_What you have to do_
An exact reproduction of all the data is needed, with no images in it.
(Beginning of Records for the exercise)
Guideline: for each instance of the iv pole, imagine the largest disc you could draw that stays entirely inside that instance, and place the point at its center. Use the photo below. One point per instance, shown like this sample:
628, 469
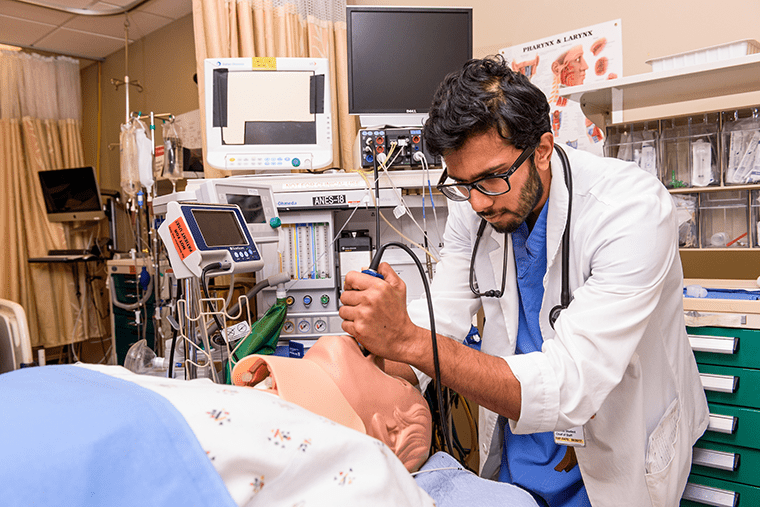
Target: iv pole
118, 82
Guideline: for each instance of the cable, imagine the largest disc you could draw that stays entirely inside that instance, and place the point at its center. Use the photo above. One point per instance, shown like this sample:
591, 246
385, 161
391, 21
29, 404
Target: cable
436, 366
204, 286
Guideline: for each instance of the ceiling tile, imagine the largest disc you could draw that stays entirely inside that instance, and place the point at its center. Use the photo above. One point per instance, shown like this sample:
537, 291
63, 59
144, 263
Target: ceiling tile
32, 12
75, 42
82, 35
22, 32
174, 9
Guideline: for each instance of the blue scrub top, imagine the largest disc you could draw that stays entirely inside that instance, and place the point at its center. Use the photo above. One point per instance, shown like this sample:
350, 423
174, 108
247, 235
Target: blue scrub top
531, 460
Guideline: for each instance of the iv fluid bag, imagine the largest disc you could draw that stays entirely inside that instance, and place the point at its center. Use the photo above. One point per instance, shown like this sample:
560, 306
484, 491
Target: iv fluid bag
172, 152
144, 155
130, 174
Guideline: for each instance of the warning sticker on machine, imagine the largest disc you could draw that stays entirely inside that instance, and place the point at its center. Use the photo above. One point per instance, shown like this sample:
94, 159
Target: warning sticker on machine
181, 238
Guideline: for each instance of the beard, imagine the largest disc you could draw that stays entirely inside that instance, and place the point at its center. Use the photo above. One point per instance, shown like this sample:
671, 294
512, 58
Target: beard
509, 220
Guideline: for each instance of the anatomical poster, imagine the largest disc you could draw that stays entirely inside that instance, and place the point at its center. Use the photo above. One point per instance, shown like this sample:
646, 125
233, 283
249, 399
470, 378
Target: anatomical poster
582, 56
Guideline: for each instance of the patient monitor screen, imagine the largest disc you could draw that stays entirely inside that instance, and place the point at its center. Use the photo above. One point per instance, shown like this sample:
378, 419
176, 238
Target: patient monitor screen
219, 228
251, 206
267, 107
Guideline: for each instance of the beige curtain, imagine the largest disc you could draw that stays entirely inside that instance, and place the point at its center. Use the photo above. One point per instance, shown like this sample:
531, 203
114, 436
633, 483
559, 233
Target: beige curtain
40, 129
286, 28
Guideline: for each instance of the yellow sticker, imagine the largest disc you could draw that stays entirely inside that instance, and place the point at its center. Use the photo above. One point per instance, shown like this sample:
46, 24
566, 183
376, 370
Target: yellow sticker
264, 63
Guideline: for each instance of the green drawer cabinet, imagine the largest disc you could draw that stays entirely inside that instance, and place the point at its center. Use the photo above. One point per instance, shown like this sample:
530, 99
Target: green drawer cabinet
731, 386
726, 460
701, 491
726, 346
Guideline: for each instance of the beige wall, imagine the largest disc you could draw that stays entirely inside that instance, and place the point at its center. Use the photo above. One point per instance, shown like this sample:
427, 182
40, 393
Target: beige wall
651, 28
164, 63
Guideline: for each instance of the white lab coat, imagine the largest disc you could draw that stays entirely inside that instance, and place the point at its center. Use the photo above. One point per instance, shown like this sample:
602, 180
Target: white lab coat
618, 361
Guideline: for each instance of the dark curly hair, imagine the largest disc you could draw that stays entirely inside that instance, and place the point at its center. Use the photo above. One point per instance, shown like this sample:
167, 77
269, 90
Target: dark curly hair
485, 94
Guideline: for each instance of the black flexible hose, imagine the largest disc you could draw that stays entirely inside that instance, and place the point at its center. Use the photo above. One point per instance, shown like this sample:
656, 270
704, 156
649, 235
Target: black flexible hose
442, 408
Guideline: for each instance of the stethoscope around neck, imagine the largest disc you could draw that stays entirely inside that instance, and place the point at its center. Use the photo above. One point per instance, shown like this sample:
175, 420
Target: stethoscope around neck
565, 292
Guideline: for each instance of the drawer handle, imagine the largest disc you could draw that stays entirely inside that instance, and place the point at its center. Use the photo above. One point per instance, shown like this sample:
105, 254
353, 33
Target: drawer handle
714, 344
710, 496
719, 383
722, 424
709, 458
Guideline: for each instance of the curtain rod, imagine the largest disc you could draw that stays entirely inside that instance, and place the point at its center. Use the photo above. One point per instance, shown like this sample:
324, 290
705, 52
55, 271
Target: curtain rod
56, 53
85, 12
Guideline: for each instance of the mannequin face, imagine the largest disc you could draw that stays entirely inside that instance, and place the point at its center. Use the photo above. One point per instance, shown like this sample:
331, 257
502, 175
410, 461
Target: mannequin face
392, 410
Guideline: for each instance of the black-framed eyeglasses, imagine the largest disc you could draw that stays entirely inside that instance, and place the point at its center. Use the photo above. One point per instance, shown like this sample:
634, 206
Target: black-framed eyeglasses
493, 184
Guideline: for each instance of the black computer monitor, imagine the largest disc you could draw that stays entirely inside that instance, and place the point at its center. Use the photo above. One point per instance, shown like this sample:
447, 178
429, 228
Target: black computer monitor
71, 194
397, 57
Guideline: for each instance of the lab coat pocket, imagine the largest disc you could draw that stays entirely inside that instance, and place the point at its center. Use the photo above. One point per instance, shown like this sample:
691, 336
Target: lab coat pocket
662, 476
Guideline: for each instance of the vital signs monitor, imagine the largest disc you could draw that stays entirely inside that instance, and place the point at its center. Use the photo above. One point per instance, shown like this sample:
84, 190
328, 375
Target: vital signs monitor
269, 114
198, 235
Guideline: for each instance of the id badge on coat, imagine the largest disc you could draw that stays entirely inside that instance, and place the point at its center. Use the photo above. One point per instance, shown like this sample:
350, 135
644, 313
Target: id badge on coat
573, 437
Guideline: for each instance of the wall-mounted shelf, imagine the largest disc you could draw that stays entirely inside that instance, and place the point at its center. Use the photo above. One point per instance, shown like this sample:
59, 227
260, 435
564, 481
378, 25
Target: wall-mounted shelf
714, 86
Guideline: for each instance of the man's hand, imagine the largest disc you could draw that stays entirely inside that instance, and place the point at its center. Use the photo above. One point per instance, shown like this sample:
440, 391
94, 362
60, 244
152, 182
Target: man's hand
374, 312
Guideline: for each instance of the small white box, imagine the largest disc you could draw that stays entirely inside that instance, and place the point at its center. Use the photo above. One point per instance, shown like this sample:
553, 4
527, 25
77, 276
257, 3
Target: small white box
720, 52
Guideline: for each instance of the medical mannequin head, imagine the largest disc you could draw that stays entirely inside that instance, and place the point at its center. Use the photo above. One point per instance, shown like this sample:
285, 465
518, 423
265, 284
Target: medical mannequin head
391, 409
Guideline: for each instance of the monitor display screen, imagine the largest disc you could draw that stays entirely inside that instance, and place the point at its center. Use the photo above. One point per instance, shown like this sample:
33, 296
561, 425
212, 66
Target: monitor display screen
71, 194
219, 228
397, 56
271, 114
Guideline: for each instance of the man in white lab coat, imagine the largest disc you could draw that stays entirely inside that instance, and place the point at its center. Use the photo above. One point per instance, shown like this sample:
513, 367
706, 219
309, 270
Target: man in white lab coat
614, 375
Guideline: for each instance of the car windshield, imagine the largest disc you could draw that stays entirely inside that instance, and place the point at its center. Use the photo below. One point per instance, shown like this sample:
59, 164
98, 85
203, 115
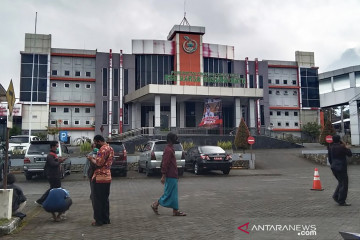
(End of Records for the exercise)
_Exercise answer_
Guideline: for each instance of the iv pole, imagine the largest disc you could draw that stays entirely inside that instance, and place the point at its center. Use the photo below. One point per instance, shown like this sample:
628, 469
Target: iv pole
118, 82
Guideline: for each instance of the cable, imagine the largest disc you could draw that stays entirely inside that instance, and place the point at its center. Use the photo above. One point per instance, shown like this sample:
591, 246
385, 161
391, 21
29, 404
Target: cable
436, 366
204, 286
Guideline: for each instance of the ceiling tile, imagine the largest disc you could draw that stays entirely inside that instance, and place the point at its center. Use the photo above. One point per instance, shown like this sample:
537, 291
63, 59
144, 263
Target: ceiling tile
32, 12
75, 42
82, 35
22, 32
174, 9
Guideline: for each instance of the blue scrub top, imagine the largest disc you could draw that stays entirely inside that instance, and place the point at its center. Use the photo above. One point per instance, shown like this sample:
350, 423
174, 108
247, 235
Target: blue scrub top
531, 460
Guideline: for each instance of the iv fluid bag, imagine the largest disc you could draw that stays entirely inside that instance, and place the point at its center. Use the photo above. One point per instance, shown like this sample:
560, 306
484, 491
Target: iv fluid bag
172, 152
144, 155
130, 174
Guideline: for each instance of the warning sticker on machine, imagine the largest disc you could draw that stays entirely inside that instance, and place the point at its center. Use the photo above. One point per instance, shown like this sample:
94, 159
Target: warning sticker on machine
181, 238
Guideline: for each instance of the beard, imagine the largest disc you could draw that stays entirely inside that instance, and place the point at its center. Use the photo above. One point per instance, shown like this sample:
671, 294
512, 58
Target: beard
509, 220
Guideline: for each instance of the anatomical poster, imagine the largest disc you could draw that stays entirely inside that instance, and place the point at its center. Use the photo above. One point per instance, shown like this sample:
646, 125
233, 283
249, 399
470, 378
Target: anatomical poster
582, 56
Guideline: for each instance of the patient monitor screen, imagine the largest disc you could draw that stays entirely inside that instance, and place the point at its center. Use the photo above. One point per instance, shown like this sample:
378, 419
176, 238
Target: patient monitor screen
219, 228
251, 206
267, 107
Guideline: for each instance of the beige curtain, imagine the largest disc you could draw that stays entirely inside that instance, and place the point at its center. Use the photo above. One point per instance, shown like this sample:
531, 203
114, 436
633, 483
559, 233
Target: beige curtain
40, 129
286, 28
Guideline: for each instance of the yellow sticker, imagine the largest disc you could draw that stays entirely inside that instance, and place the point at its center. Use the photo above. One point per instance, shown like this sample:
46, 24
566, 183
376, 370
Target: yellow sticker
264, 63
Guideline: for each instance of the green drawer cabinet, imagine the largest disc you could draw that stays entirely inside that instance, and place the point at its center. Use the photo above. One point per instance, shown like this sample:
530, 99
Target: green drawer cabinet
731, 386
726, 460
701, 491
726, 346
Guideline: for each instance of the beige wall, imagine the largest disc you could draw that stays entirely inside that instance, and place the point at its center. Use the photo above. One point per instance, shown like this sample:
427, 182
40, 393
Target: beige wall
651, 28
164, 63
Guideline: for each instance of the white lab coat, imagine the largest disc you could draw that stays entirely inside that instance, and place the point at its center. Use the photo above. One point per instance, shown like this sample:
602, 180
Target: white lab coat
618, 361
Guideline: for each instance of the dark curly hair, imagine the largest disc you could draw that stays entirely inside that instance, and place the point at its center. Use the photo above. One point per instance, shown like this sample:
167, 77
269, 90
Target: dark curly hair
485, 94
Guideline: for each instance of the black flexible hose, imagine the largest disc you could draw that stays entirely inside that instance, and place the point at its center. Use the photo above. One point per instance, shown like this sample:
656, 270
704, 156
649, 235
Target: black flexible hose
442, 408
Guideline: for each instance of the stethoscope around neck, imagine the largest disc you could draw that stays entirely inside that instance, and place the point at its center. Use the photo above. One point per instance, shown like this sample:
175, 420
Target: stethoscope around neck
565, 292
Guideline: for each instance of the drawer handle, imagine the largest disc you could draw that stays entirely inside that instance, and place the point at its center. Use the photo above. One point per instance, shown like this sample:
105, 254
353, 33
Target: drawer handle
714, 344
710, 496
719, 383
722, 424
709, 458
Guideline: for each instance of the curtain rod, imagine the largest disc you could draw that stays entirely inside that instance, and place the point at its center. Use the photo above. One point per instance, shown like this sample:
324, 290
705, 52
55, 271
Target: curtain rod
56, 53
85, 12
Guideline: for each instance of the mannequin face, imagine the largest disc you could draw that stays entirely inside that instance, and place the point at its center. Use the photo above. One point per instance, shown like this sample:
331, 257
502, 175
410, 461
Target: mannequin face
392, 410
Guideline: for each instance of the black-framed eyeglasses, imagine the largest disc you could draw that stays entirely inside that instance, and place the point at its center. Use the photo above. One point per instance, shown like this sample:
634, 206
Target: black-framed eyeglasses
493, 184
Guideline: for each instance of the black computer monitor, imagine the largest disc you could draw that stays entirely inside that instance, and place the point at its center. Use the photo above. One point per instance, shown like this sample:
447, 178
429, 228
Target: black computer monitor
71, 194
397, 57
Guideline: for each instance of the lab coat pocket, imagine the largest disc you could draw that stays entirely inside that instance, and place the point at its center. Use the photo above. One point per instance, shown like this sample:
691, 336
Target: lab coat pocket
662, 476
Guideline: for each instance of the vital signs monitor, imagine the largest disc you could draw that stays entirely inside that instance, and place the point at its center. Use the photo above. One point per instance, shown like this sample:
84, 190
328, 375
Target: vital signs monitor
269, 114
198, 235
Guideline: for each instance of the id badge on coat, imagine the largest disc you could draw that stays entirely inside that instance, and place the point at its center. Use the photo above. One point per instance, shown like this sample:
350, 135
644, 313
Target: id badge on coat
573, 437
Guideline: for each instance of the wall-mounted shelf, imagine the largest disc you could draw that stays entirely inside that instance, and place the point at its center. Use the photo above. One point per instance, shown like this sample:
59, 227
260, 435
564, 481
378, 25
Target: wall-mounted shelf
714, 86
Guideline: for each instance of the man's hand, imagine the largest disc you could draw that stays entirely inside that instance, and place the point at its center. Use the photo above. One point per instance, shown like this sample:
440, 391
94, 362
60, 244
152, 182
Target: man's hand
374, 312
Guideline: for each instance of the small white box, imagine the largest disc you could draw that stays entirely inside that instance, and place the point at its center. Use the photo above. One point per instance, shown like this sample:
553, 4
527, 25
77, 276
257, 3
Target: small white box
720, 52
Guideline: for each instance of the medical mannequin head, imagine the largest disc you could draw that stays entirely inside that instance, and place the point at its center. Use the photo above. One point per instance, shown like this sample:
285, 465
518, 423
265, 284
Target: medical mannequin head
391, 409
Guideline: for each instance of the monitor display screen, imagine the largest disc you could draw that stays entirely inside that instance, and place the point at its center. Use the photo above. One point per instance, shown like this sample:
33, 296
561, 425
212, 66
Target: monitor display screen
71, 194
219, 228
397, 56
271, 114
Guideline: for each instance of the man in white lab coat, imagine the largest disc you could draw that stays entirely inside that instance, and place the point at its center. Use the photo above. One point per instance, shown like this sample:
513, 367
706, 219
309, 270
Target: man in white lab coat
614, 375
Guideline: for each instance of the car windshield, imagine the largest disc you could draw that stays entirely inside that instance, and place the point at its center. Use the photo below. One point per instance, shown like this sample:
59, 164
98, 85
203, 115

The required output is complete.